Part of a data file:
......
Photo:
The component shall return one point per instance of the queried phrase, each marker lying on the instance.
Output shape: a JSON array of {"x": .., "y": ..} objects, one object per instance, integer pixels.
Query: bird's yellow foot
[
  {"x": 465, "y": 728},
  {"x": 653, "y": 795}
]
......
Directions: Arrange the lines of these records as a numbered list, leaving out any blank lines.

Result for this exercise:
1. Photo:
2. The component shall return one point per instance of the queried phrase, each marker lying on the instance.
3. Output shape: a JSON array of {"x": .., "y": ..} objects, one object per instance, integer pixels.
4. Query: bird's yellow foot
5. [
6.   {"x": 465, "y": 728},
7.   {"x": 653, "y": 795}
8. ]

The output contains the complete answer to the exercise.